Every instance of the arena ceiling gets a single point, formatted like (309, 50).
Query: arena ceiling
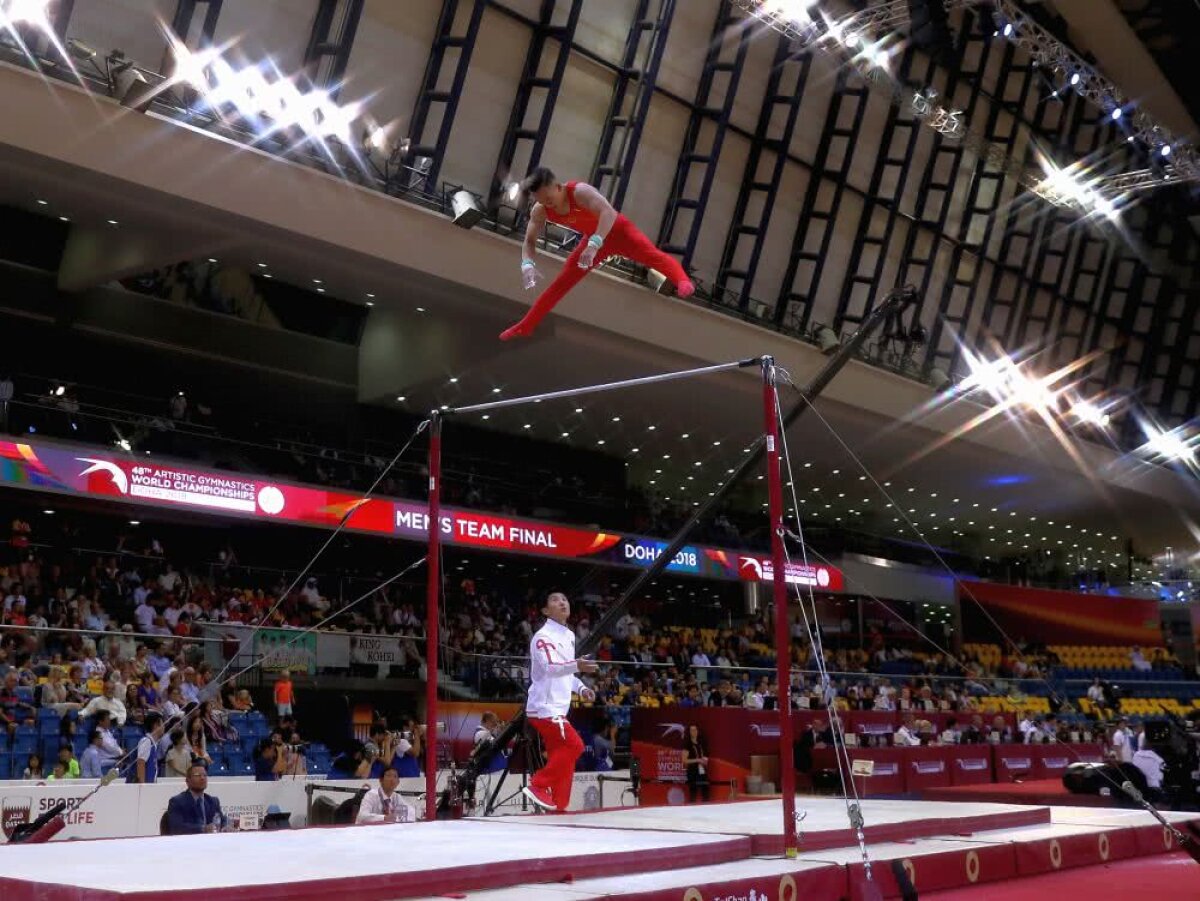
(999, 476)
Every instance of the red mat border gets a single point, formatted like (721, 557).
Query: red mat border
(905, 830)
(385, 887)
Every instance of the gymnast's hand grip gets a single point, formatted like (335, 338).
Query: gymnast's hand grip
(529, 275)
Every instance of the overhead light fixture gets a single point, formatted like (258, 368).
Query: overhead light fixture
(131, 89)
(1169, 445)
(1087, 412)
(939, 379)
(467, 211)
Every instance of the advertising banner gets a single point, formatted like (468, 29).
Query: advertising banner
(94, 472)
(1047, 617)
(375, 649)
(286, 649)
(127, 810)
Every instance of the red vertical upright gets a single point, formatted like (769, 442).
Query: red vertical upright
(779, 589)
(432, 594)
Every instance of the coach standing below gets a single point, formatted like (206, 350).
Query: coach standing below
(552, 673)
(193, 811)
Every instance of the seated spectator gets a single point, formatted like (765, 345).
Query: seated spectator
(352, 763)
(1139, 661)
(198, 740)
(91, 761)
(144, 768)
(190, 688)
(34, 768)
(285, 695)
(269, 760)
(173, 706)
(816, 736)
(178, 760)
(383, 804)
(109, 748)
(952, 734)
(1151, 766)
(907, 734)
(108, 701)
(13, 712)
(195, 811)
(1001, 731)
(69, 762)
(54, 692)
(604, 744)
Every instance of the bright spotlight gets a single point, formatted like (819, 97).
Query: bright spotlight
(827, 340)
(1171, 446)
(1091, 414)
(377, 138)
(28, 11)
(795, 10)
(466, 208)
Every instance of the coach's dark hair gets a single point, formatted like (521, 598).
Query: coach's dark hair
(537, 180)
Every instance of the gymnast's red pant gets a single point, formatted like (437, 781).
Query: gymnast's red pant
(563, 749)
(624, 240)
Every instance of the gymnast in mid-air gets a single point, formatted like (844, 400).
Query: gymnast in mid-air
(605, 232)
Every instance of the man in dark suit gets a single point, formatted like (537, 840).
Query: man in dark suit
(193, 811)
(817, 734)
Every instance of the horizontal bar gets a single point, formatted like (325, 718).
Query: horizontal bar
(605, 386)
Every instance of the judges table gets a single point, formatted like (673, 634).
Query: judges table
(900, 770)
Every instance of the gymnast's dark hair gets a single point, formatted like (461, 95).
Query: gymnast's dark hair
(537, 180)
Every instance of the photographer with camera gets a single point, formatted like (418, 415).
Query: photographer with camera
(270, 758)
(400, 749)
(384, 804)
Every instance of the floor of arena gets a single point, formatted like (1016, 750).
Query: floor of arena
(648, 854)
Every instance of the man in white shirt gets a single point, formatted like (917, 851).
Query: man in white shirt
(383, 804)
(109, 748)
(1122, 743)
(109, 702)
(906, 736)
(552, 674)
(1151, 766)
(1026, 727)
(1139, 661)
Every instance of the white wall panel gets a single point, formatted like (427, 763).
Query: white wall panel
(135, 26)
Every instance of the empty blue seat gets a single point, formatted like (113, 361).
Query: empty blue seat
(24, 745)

· · · · · · ·

Prompt:
Only the final stretch of the entries above is needed: print exactly the lines from the line containing "Query: bright spotlight" through the last one.

Answer to this problem:
Query: bright spotlight
(827, 340)
(1171, 446)
(1091, 414)
(377, 138)
(28, 11)
(795, 10)
(466, 208)
Every instance of the coach's dark hair gets a single point, formatted like (521, 598).
Query: coach's dark hair
(537, 180)
Every instance of the gymnast's red pant gets a single point, formatted like (437, 781).
Query: gymnast's red pant
(563, 749)
(624, 240)
Every instance of the gymnast in mid-air gets a single point, formatted like (844, 400).
Query: gymnast in mid-air
(605, 232)
Every instance of the man in dark suit gets a single point, formatted like (537, 840).
Query: man in dark suit
(193, 811)
(817, 734)
Every instance of the horizontal bar gets a single point, formatted like (325, 718).
Query: horizontal bar
(605, 386)
Every instance of the judges table gets a single point, formatted like (673, 634).
Query: judges table
(900, 770)
Every instance of the gymnast's dark hair gets a single point, formatted like (461, 95).
Query: gymnast's dark hair
(537, 180)
Every instance of the photographer with camera gets a single point, formatted like (418, 415).
Query: photographer with camera
(270, 758)
(400, 749)
(384, 804)
Every instance of the floor of arena gets a single point, formatted like (1016, 750).
Query: floor of arena
(648, 854)
Every instance of the man in white shirt gets a single point, formatted like (917, 851).
Query: man in white shirt
(383, 804)
(109, 748)
(1122, 743)
(109, 702)
(906, 736)
(552, 674)
(1151, 766)
(1026, 727)
(1139, 661)
Every instance of the white wall panel gets a single point, formatted like (427, 763).
Query: white wall panel
(135, 26)
Every instance of the empty blue seat gets a single point, formatted like (113, 361).
Query: empty blue seat
(24, 745)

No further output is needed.